ACTIVITY: Every entry below, first to last, should be restated word for word.

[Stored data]
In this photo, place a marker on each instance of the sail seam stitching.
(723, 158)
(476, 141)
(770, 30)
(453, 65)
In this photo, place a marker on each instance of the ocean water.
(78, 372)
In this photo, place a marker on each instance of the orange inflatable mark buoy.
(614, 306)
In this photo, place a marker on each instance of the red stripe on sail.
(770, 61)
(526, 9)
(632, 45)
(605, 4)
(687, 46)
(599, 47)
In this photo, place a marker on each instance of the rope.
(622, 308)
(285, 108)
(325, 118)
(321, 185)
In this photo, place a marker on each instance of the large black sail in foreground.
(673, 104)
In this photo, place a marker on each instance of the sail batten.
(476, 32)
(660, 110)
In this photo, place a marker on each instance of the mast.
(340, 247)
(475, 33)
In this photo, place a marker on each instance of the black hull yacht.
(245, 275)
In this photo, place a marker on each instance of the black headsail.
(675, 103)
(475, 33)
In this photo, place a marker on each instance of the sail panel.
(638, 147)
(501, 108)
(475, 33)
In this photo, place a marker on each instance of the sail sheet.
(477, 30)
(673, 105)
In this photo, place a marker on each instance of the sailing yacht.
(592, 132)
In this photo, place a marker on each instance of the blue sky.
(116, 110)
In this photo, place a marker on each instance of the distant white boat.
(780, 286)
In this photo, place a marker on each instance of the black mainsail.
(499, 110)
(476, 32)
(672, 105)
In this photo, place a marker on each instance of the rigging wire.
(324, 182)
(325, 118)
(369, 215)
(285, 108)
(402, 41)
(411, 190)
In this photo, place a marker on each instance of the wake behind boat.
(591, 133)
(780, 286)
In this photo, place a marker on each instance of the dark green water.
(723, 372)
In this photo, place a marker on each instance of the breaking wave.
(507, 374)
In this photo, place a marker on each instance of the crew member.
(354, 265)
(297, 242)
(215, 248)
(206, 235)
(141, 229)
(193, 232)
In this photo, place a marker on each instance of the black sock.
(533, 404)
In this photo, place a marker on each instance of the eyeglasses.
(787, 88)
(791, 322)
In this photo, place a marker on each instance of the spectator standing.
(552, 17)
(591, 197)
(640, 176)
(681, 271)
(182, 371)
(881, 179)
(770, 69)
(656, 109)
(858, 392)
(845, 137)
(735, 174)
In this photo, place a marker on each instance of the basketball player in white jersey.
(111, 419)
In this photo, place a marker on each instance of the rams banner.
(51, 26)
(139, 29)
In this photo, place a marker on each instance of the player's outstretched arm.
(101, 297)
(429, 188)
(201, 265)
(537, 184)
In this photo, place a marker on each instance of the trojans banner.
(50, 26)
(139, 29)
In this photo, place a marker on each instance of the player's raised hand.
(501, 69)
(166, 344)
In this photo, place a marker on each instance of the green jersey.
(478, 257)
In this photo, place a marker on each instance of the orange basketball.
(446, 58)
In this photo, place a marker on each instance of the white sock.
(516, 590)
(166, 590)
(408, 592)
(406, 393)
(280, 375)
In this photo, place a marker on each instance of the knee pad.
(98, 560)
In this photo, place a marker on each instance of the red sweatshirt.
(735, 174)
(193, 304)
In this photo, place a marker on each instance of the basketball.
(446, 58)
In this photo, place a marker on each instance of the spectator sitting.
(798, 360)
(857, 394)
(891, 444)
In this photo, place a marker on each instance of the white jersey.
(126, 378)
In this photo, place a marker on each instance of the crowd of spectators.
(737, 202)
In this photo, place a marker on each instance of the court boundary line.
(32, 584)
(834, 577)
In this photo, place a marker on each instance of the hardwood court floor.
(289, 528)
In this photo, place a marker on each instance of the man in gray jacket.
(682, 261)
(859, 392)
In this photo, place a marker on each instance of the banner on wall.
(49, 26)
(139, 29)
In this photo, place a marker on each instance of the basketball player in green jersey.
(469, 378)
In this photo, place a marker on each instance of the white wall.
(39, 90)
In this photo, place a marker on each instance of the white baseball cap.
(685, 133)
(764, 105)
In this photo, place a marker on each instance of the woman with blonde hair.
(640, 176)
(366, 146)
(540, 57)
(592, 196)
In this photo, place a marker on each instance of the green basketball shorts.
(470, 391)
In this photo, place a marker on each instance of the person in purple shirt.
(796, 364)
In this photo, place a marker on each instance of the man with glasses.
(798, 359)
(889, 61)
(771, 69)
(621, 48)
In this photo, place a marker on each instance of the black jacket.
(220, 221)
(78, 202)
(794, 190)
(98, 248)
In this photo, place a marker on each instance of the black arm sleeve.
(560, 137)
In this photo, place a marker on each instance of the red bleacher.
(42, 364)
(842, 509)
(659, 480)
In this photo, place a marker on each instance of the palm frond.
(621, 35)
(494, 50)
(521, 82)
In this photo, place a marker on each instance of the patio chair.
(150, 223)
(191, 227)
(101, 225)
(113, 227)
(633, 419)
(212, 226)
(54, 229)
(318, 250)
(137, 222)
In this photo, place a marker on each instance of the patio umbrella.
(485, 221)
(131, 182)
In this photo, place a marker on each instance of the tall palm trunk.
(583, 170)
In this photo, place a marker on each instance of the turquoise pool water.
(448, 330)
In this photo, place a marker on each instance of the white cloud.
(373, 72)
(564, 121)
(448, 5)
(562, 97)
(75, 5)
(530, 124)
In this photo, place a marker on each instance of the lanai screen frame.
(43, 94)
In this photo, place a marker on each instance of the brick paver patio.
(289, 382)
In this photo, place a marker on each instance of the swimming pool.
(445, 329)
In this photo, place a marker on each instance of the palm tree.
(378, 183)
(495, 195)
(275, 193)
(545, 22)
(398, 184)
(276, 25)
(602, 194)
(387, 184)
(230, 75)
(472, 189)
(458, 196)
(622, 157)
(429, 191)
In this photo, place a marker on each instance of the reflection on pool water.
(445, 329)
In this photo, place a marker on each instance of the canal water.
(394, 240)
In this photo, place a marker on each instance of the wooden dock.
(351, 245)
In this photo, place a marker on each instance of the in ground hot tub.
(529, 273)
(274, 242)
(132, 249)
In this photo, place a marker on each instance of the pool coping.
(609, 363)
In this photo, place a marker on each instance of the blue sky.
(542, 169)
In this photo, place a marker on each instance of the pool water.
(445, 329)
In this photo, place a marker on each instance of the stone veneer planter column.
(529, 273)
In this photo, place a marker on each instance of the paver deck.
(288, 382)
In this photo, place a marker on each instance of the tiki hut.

ANSWER TO THE PROBLEM:
In this photo, place a marker on each instance of the sail seam stitching.
(723, 158)
(476, 141)
(770, 30)
(453, 65)
In this photo, place a marker on each instance of the ocean water.
(78, 372)
In this photo, place a marker on each instance of the orange inflatable mark buoy.
(614, 306)
In this photo, place a marker on each instance of the red stripe on sail.
(770, 61)
(526, 9)
(632, 45)
(605, 4)
(687, 46)
(599, 47)
In this photo, place a marker on each instance of the rope.
(622, 308)
(285, 108)
(325, 118)
(321, 185)
In this photo, place a marker on each instance of the large black sail in foreground.
(673, 104)
In this photo, place a marker on each instance of the sail batten.
(476, 32)
(660, 110)
In this photo, place a marker on each instance of the mast.
(340, 247)
(475, 33)
In this photo, place a marker on each instance of the black hull yacht.
(245, 275)
In this photo, place a marker on each instance of the black headsail.
(675, 103)
(475, 33)
In this photo, place a marker on each instance of the sail panel.
(638, 147)
(501, 108)
(475, 33)
In this photo, place a marker on each instance of the sail sheet.
(477, 30)
(673, 105)
In this photo, place a marker on each instance of the sailing yacht.
(592, 132)
In this photo, place a marker on each instance of the blue sky.
(116, 110)
In this photo, place a marker on each instance of the distant white boat.
(780, 286)
In this photo, place a marker on each instance of the black mainsail.
(499, 110)
(476, 32)
(672, 105)
In this photo, place a marker on each instance of the rigging wire.
(324, 182)
(325, 118)
(369, 215)
(285, 108)
(402, 41)
(411, 190)
In this photo, place a marker on each instance of the wake behind boat.
(591, 133)
(780, 286)
In this photo, place a marker on each instance of the dark green water.
(723, 372)
In this photo, place a marker on each instance of the breaking wave.
(507, 374)
In this photo, place a marker on each instance of the crew member.
(354, 265)
(297, 242)
(215, 248)
(206, 235)
(141, 229)
(193, 232)
In this photo, place a marker on each instance of the black sock.
(533, 404)
In this photo, place a marker on each instance of the eyeglasses.
(787, 88)
(791, 322)
In this photo, place a marker on each instance of the spectator standing.
(552, 17)
(591, 197)
(640, 176)
(681, 271)
(182, 371)
(881, 179)
(770, 69)
(656, 109)
(858, 392)
(845, 137)
(735, 174)
In this photo, place a marker on each instance of the basketball player in white jersey.
(111, 419)
In this photo, place a marker on each instance of the rams banner.
(51, 26)
(139, 29)
In this photo, place a marker on each instance of the player's outstretched arm.
(101, 297)
(429, 188)
(201, 265)
(537, 184)
In this photo, place a marker on each instance of the trojans banner.
(50, 26)
(139, 29)
In this photo, place a marker on each instance of the player's raised hand.
(501, 69)
(166, 344)
In this photo, place a marker on each instance of the green jersey.
(478, 257)
In this photo, place a marker on each instance of the orange basketball.
(446, 58)
In this photo, place a marker on each instance of the white sock.
(516, 590)
(166, 590)
(408, 592)
(406, 393)
(280, 375)
In this photo, place a marker on each instance of the knee pad.
(98, 560)
In this photo, place a marker on each instance of the red sweatshirt.
(735, 174)
(193, 304)
In this photo, place a marker on each instance of the basketball.
(446, 58)
In this photo, place a marker on each instance of the spectator sitting.
(798, 360)
(857, 394)
(891, 444)
In this photo, place a marker on each instance of the white jersey.
(126, 378)
In this photo, place a marker on each instance of the crowd of spectators.
(737, 202)
In this photo, place a marker on each instance of the court boundary line.
(32, 584)
(834, 577)
In this photo, place a marker on each instance of the hardwood court floor.
(289, 528)
In this photo, place a marker on each instance of the man in gray jacket.
(682, 261)
(859, 392)
In this photo, place a marker on each instance of the banner on wall.
(49, 26)
(139, 29)
In this photo, place a marker on each instance of the basketball player in green jersey.
(469, 378)
In this photo, place a marker on each instance of the white wall.
(39, 90)
In this photo, place a marker on each instance of the white baseball cap.
(685, 133)
(764, 105)
In this photo, place a marker on each instance of the woman with blonde hair.
(640, 176)
(366, 146)
(540, 57)
(592, 196)
In this photo, place a marker on each instance of the green basketball shorts.
(470, 391)
In this photo, place a marker on each instance of the person in purple shirt.
(796, 364)
In this photo, place a marker on each instance of the man with glasses.
(798, 359)
(889, 61)
(771, 69)
(621, 48)
In this photo, place a marker on each instance of the black jacket.
(220, 221)
(78, 202)
(794, 190)
(98, 248)
In this photo, place a marker on each instance of the black arm sleeve.
(560, 137)
In this photo, place a marker on each instance of the red bleacher.
(42, 364)
(842, 509)
(659, 480)
In this photo, place a marker on each instance of the palm frond.
(621, 35)
(494, 50)
(521, 82)
In this photo, place a marker on each instance of the patio chair.
(150, 223)
(191, 227)
(101, 225)
(113, 227)
(633, 419)
(212, 226)
(54, 229)
(318, 250)
(137, 222)
In this photo, place a marker on each instance of the patio umbrella.
(485, 221)
(131, 182)
In this photo, place a marker on each instance of the tall palm trunk.
(583, 170)
In this photo, place a marker on each instance of the turquoise pool water.
(448, 330)
In this photo, place a marker on each instance of the white cloud.
(373, 72)
(564, 121)
(448, 5)
(562, 97)
(75, 5)
(530, 124)
In this photo, place a marker on each instance of the lanai screen frame.
(43, 94)
In this photo, place a marker on each instance of the brick paver patio.
(289, 382)
In this photo, place a marker on each instance of the swimming pool.
(445, 329)
In this photo, place a marker on each instance of the palm tree.
(378, 183)
(495, 195)
(275, 193)
(545, 22)
(398, 184)
(276, 25)
(602, 194)
(387, 184)
(230, 75)
(472, 189)
(458, 196)
(622, 157)
(429, 191)
In this photo, place a marker on each instance of the reflection on pool water.
(445, 329)
In this photo, place a marker on each instance of the canal water.
(394, 240)
In this photo, place a marker on each instance of the wooden dock.
(351, 245)
In this photo, place a marker on each instance of the in ground hot tub.
(529, 273)
(274, 242)
(132, 249)
In this photo, place a marker on each instance of the pool coping.
(609, 363)
In this photo, place a marker on each instance of the blue sky.
(542, 169)
In this photo, place a marker on each instance of the pool water.
(445, 329)
In this photo, place a marker on each instance of the stone veneer planter column.
(529, 273)
In this photo, place a marker on each instance of the paver deck.
(288, 382)
In this photo, place a marker on each instance of the tiki hut.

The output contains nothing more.